-- begin --
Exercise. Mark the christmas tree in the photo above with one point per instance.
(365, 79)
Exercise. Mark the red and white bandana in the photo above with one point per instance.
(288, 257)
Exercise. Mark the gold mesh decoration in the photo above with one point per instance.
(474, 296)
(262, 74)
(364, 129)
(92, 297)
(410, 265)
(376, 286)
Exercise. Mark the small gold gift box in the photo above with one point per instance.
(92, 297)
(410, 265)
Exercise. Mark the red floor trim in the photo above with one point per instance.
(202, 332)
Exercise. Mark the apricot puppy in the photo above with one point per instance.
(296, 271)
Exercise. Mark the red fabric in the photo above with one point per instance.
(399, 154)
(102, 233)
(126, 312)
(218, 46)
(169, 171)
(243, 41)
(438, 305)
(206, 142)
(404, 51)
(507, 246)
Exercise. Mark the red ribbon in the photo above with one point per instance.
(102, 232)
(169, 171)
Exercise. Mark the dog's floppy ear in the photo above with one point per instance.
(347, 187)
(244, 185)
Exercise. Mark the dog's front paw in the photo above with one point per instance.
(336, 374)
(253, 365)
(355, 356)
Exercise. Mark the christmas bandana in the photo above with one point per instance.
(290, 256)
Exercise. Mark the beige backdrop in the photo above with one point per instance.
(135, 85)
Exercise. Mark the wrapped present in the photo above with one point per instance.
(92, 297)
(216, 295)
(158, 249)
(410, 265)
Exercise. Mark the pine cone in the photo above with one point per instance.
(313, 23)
-- end --
§ GIVEN REQUEST: Copy every line above word for word, keeping their order.

§ WRITTEN REPLY:
Exercise. Mark the christmas tree in the photo above with one point per instance.
(365, 79)
Exercise. Mark the red and white bandana in the photo above with one point per instance.
(288, 257)
Exercise. Mark the gold mesh decoration in the photo above with one point per instance.
(474, 296)
(262, 74)
(364, 129)
(92, 297)
(410, 265)
(376, 286)
Exercise. Mark the small gold gift box in the photo above with one point per instance.
(92, 297)
(410, 265)
Exercise. Mark the red floor trim in the photo above with one point per instance.
(202, 332)
Exercise. Mark the apricot puppy in the photo above with one point per instance.
(296, 271)
Exercise. Mark the red fabric in the photo above with one point per instance.
(399, 154)
(102, 233)
(126, 312)
(218, 46)
(169, 171)
(243, 41)
(438, 305)
(206, 142)
(404, 51)
(507, 246)
Exercise. Mark the red ribbon in the photo above with one point per instance.
(102, 232)
(169, 171)
Exercise. Mark the dog's floppy ear in the photo above with one point per instance.
(347, 187)
(244, 185)
Exercise. Mark the dog's front paw in the photo above with one point per instance.
(336, 374)
(253, 365)
(355, 356)
Exercise. Mark the christmas bandana in the photo above with one point per instance.
(290, 256)
Exercise. Mark the beige backdrop in the photo above with one point per instance.
(135, 85)
Exercise. Mark the wrapped present in the photo above with one point per instance.
(92, 297)
(216, 295)
(158, 249)
(410, 265)
Exercise. Mark the pine cone in the photo above with one point per instance.
(313, 23)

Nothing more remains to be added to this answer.